▶ **EXERCICES**
1. Selon l'extrait sur le Grand jeu, quelle puissance régionale la course pour la suprématie entre les grandes puissances impliquait-elle ?
2. Recopiez le passage de l'extrait sur le Grand jeu qui va de « L'Empire britannique cherchait » jusqu'à « du XXe siècle. » inclus.

▶ **EXTRAIT DE PAGE**
L’expression est d’Arthur Conolly, capitaine au régiment de cavalerie indigène de l’armée britannique, qui est mort supplicié à Boukhara. Il l’utilise dans une lettre à son ami Rudyard Kipling, qui la popularise dans Kim, publié en 1901[1].
Sommaire
Le Grand jeu
L'empire russe, puissance continentale, cherchait à consolider ses acquis de la mer Noire depuis la fin du XVIIIe siècle qu'elle avait obtenus grâce à ses victoires sur l'Empire ottoman et parallèlement s'étend au long du XIXe siècle vers le Caucase et l'Asie centrale. La libération des peuples chrétiens des Balkans du joug ottoman et les visées russes vers les Détroits, accès à la Méditerranée, furent considérés comme une menace pour l'Empire britannique, première puissance maritime du monde et alliée de la Turquie.
L'Empire britannique cherchait à étendre l’Empire des Indes, et y protéger ses intérêts. La course pour la suprématie menée par ces grandes puissances impliquait une puissance régionale : la Perse, qui en 1813 sort d'une guerre contre les Russes.
Ainsi de 1813 à 1907 (mise en place de la Triple Entente), l'Angleterre et la Russie deviendront ennemis, mais ne s'affronteront jamais directement (mis à part le seul épisode de la guerre de Crimée). Ce fait peut être comparable à la guerre froide du XXe siècle qui vit s'affronter deux blocs, sans conflit direct. La frontière des deux empires se rapprochera de plus en plus dans le Pamir notamment, obligeant les deux empires à définir leurs frontières au début du XXe siècle.
Avide de symboles, la presse croqua tout au long du XIXe siècle des dessins satiriques mettant en scène l'ours russe, le lion de la couronne d'Angleterre et le chat (Shah) perse. Au fil des années, les frontières des deux empires se rapprocheront avec l'avancée russe en Asie centrale et l'avancée des Britanniques au nord des Indes. La création d'un État-tampon comme l'Afghanistan s'explique alors.

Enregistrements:

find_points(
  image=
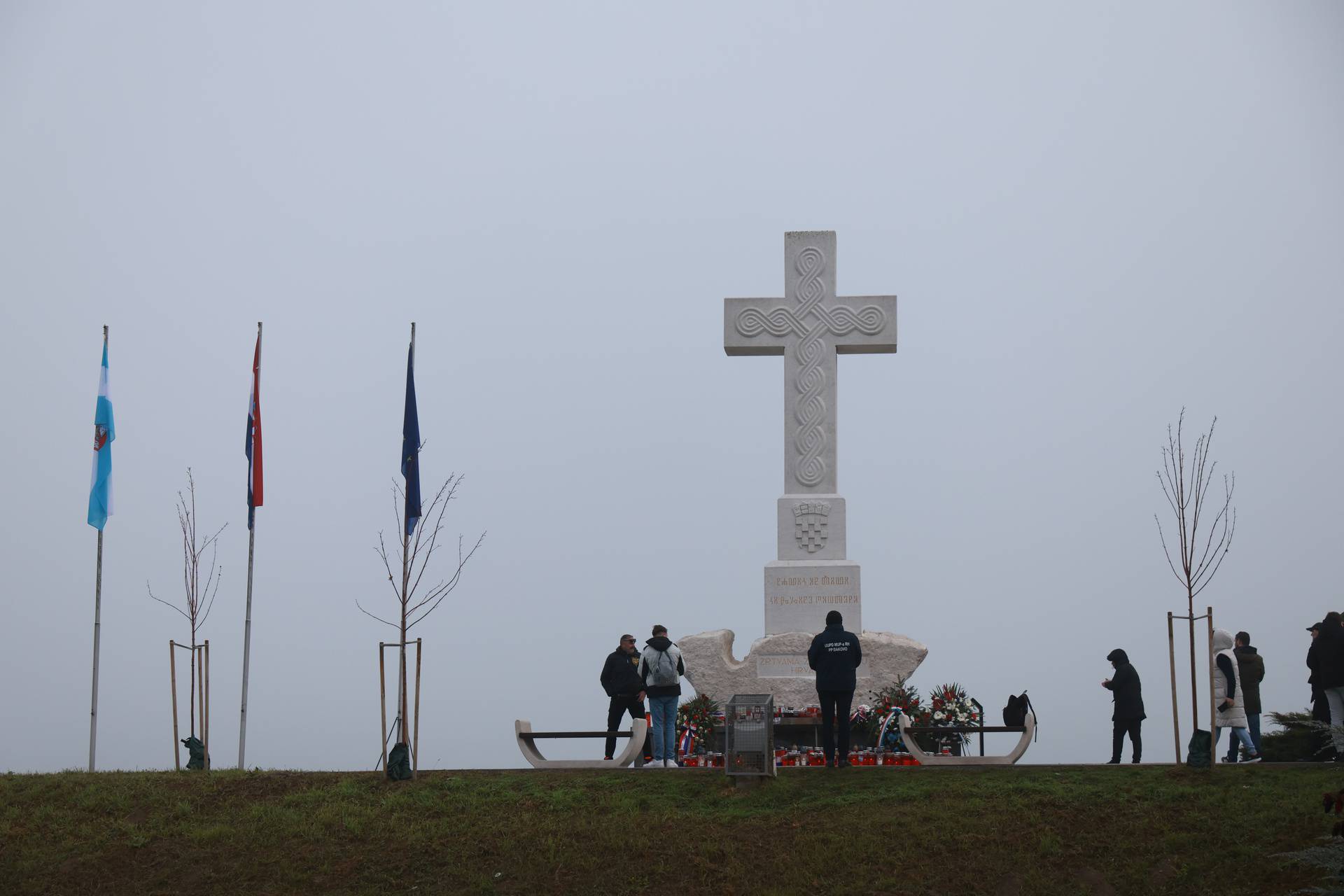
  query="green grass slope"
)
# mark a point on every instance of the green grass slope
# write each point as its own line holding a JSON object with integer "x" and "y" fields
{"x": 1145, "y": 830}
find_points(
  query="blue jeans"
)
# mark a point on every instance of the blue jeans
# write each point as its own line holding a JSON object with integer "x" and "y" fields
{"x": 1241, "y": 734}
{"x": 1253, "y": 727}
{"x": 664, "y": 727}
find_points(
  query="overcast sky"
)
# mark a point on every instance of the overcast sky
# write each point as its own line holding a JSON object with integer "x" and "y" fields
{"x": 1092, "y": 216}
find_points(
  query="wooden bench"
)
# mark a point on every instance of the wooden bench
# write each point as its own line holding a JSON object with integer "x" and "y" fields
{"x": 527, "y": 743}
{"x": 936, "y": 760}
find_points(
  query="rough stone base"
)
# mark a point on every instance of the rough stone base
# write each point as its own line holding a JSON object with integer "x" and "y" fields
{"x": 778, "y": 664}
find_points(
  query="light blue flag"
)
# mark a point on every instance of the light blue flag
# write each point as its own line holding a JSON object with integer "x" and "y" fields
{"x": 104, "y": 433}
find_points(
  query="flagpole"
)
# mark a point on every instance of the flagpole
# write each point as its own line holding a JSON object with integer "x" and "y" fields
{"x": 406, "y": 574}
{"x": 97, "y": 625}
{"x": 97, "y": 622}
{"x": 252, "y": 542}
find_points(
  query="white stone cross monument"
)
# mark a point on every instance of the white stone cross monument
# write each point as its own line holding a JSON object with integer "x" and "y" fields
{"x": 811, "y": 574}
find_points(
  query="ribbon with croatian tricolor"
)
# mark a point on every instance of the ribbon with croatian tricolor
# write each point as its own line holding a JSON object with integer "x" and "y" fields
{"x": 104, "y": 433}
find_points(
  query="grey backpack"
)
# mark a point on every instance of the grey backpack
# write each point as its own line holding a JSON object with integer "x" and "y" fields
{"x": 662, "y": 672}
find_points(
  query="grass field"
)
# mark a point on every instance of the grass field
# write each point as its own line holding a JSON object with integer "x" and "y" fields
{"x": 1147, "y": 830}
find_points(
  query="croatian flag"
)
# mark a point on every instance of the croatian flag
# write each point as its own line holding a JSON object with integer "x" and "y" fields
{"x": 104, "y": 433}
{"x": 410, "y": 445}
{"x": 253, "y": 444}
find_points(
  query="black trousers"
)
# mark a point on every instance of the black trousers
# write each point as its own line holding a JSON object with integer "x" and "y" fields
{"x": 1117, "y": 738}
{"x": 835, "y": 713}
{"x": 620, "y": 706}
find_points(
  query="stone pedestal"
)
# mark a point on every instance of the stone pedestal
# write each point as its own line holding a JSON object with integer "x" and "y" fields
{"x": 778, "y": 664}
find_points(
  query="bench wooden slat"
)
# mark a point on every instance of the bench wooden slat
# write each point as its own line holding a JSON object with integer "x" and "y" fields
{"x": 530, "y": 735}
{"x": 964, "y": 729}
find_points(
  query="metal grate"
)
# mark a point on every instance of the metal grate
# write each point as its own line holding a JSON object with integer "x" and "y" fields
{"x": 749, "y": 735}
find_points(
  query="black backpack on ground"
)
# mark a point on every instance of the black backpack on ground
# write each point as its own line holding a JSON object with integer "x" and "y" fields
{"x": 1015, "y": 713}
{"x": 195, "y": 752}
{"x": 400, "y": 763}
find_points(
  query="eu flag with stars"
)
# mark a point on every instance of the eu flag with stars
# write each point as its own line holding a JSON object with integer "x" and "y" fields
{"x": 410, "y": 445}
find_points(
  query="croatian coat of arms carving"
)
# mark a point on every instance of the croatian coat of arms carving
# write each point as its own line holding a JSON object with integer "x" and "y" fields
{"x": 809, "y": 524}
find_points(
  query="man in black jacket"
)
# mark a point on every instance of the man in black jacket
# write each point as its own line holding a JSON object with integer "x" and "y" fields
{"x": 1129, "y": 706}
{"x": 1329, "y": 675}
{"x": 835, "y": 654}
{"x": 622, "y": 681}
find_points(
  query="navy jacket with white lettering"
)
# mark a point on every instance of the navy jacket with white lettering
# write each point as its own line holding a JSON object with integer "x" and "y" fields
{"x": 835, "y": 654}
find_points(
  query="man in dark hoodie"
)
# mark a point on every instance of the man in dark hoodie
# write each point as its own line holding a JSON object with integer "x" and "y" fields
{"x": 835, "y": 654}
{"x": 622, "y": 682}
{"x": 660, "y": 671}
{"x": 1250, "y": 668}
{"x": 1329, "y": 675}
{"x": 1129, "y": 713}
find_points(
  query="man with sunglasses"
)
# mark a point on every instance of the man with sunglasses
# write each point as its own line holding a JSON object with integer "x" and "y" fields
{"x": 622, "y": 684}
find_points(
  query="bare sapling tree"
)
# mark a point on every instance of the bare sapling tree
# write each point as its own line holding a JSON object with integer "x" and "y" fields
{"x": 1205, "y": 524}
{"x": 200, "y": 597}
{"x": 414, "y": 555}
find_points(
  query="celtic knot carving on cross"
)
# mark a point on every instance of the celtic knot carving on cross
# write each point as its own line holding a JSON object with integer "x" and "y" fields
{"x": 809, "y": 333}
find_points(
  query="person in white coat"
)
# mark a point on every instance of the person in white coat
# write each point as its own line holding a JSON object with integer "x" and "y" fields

▶ **CORRIGÉ**
1. La Perse.

2.
L'Empire britannique cherchait à étendre l’Empire des Indes, et y protéger ses intérêts. La course pour la suprématie menée par ces grandes puissances impliquait une puissance régionale : la Perse, qui en 1813 sort d'une guerre contre les Russes.
Ainsi de 1813 à 1907 (mise en place de la Triple Entente), l'Angleterre et la Russie deviendront ennemis, mais ne s'affronteront jamais directement (mis à part le seul épisode de la guerre de Crimée). Ce fait peut être comparable à la guerre froide du XXe siècle qui vit s'affronter deux blocs, sans conflit direct. La frontière des deux empires se rapprochera de plus en plus dans le Pamir notamment, obligeant les deux empires à définir leurs frontières au début du XXe siècle.